══ Record excerpts ══
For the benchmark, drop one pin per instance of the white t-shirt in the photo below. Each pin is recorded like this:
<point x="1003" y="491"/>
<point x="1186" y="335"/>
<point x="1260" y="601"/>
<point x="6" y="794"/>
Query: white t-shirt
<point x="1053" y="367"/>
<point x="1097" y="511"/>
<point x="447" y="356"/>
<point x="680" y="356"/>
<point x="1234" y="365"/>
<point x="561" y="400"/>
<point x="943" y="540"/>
═══
• What you need to do: Print every line above without changing a single character.

• Problem solution:
For the benchmark, drop one pin per instance of the white t-shirt in the photo below. Each pin is recorded like this:
<point x="1003" y="491"/>
<point x="1186" y="335"/>
<point x="1260" y="601"/>
<point x="6" y="794"/>
Query: white t-shirt
<point x="1053" y="367"/>
<point x="1097" y="511"/>
<point x="447" y="356"/>
<point x="680" y="356"/>
<point x="1234" y="365"/>
<point x="561" y="400"/>
<point x="943" y="540"/>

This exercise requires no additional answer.